[Dataset excerpts]

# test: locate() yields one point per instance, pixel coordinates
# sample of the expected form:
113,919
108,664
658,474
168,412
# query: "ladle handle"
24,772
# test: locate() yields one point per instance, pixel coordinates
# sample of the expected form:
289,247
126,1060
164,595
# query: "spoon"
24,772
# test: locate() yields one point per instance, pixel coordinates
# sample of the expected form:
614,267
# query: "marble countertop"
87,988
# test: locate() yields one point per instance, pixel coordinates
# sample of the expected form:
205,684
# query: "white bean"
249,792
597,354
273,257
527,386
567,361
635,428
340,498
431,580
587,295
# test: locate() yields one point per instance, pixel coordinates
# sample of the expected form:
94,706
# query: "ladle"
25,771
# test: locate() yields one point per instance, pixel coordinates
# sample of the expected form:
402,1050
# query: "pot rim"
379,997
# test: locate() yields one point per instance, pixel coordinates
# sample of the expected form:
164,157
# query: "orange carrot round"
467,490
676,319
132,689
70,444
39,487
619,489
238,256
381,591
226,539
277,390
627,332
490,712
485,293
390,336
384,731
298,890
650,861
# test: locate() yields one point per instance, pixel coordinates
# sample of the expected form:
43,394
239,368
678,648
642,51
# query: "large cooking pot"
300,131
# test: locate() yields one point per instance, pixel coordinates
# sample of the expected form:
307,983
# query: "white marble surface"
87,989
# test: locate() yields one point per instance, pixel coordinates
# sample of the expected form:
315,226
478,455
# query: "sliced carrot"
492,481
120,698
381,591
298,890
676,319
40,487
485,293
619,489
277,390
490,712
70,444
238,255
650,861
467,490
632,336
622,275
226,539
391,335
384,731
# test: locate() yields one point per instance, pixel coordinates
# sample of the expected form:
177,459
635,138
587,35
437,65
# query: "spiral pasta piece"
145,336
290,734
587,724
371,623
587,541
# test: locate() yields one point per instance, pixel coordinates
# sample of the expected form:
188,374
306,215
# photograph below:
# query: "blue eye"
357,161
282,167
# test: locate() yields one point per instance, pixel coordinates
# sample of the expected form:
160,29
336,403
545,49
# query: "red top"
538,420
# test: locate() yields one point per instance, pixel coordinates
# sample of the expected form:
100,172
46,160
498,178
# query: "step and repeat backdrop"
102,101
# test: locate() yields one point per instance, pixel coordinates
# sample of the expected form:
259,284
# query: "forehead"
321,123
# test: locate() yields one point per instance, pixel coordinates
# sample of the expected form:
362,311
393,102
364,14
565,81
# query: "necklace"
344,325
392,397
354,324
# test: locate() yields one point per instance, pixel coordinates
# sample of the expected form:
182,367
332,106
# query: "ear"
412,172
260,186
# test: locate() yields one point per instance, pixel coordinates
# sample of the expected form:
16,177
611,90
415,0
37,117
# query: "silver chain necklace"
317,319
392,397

> **Action item**: Retype all the data exactly, line for line.

> **Solution for this task**:
# test: locate() yields one point per instance, pixel coordinates
# sample of the expected form:
113,919
108,664
658,474
168,412
# query: "ladle handle"
24,772
# test: locate() yields one point per instance, pixel coordinates
# sample of the expected form:
289,247
126,1060
164,595
# query: "spoon"
24,772
# test: locate() yields one point per instance, pixel coordinates
# sample of the expected form:
614,267
# query: "marble countertop"
87,988
# test: locate() yields one point per instance, pixel coordinates
# sample of the expected form:
205,684
# query: "white bean"
249,792
597,354
273,257
527,386
567,361
635,428
340,498
431,580
587,295
# test: locate() yields one point per instance, pixel coordinates
# sample of the expected form:
94,706
# query: "ladle"
25,771
# test: locate() yields one point per instance, pixel coordinates
# sample of the expected form:
402,1050
# query: "pot rim"
379,997
# test: locate() yields one point per instance, pixel coordinates
# sample of the expected form:
164,157
# query: "orange carrot round"
467,490
676,319
132,689
70,444
39,487
619,489
238,256
381,591
226,539
277,390
627,332
490,712
485,293
390,336
384,731
298,890
650,861
# test: locate() yields one point per instance, pixel coordinates
# sample of the expected form:
43,394
239,368
678,648
642,51
# query: "large cooking pot"
300,131
# test: locate() yields one point per instance, pixel coordinates
# sample of the expected form:
307,983
# query: "white marble surface"
87,989
# test: locate() yields one point per instance, pixel coordinates
# sample of the expected form:
315,226
478,455
# query: "sliced carrot"
492,481
120,698
381,591
298,890
676,319
40,487
485,293
619,489
277,390
490,712
70,444
238,255
650,861
467,490
632,336
622,275
226,539
391,335
384,731
# test: locate() yields one point per instance, pixel coordinates
# sample of the expected form:
177,459
635,138
587,35
437,65
# query: "spiral pasta piece"
145,336
290,734
587,724
371,623
587,541
# test: locate() yields one point per instance, pixel coordinates
# sample of the expected form:
188,374
306,215
# photograph below:
# query: "blue eye"
357,161
282,167
# test: locate() yields one point per instance, pixel coordinates
# sample of the expected form:
160,29
336,403
545,49
# query: "red top"
538,420
# test: locate() yields one point per instance, pixel coordinates
# sample of the expected form:
100,172
46,160
498,178
# query: "step and repeat backdrop"
102,101
# test: locate() yields one point per instance, pixel coordinates
# sample of the expected form:
259,284
# query: "forehead"
321,123
# test: locate() yields one point per instance, pixel coordinates
# sample of the expected form:
362,311
393,102
364,14
565,81
# query: "necklace"
344,325
392,397
354,324
# test: locate() yields one point per instance, pixel coordinates
# sample of the expected form:
182,367
332,106
# query: "ear"
412,172
260,186
# test: locate() yields one point per instance, pixel coordinates
# sample of the expected form:
16,177
611,90
415,0
37,117
# query: "silver chain necklace"
317,319
392,397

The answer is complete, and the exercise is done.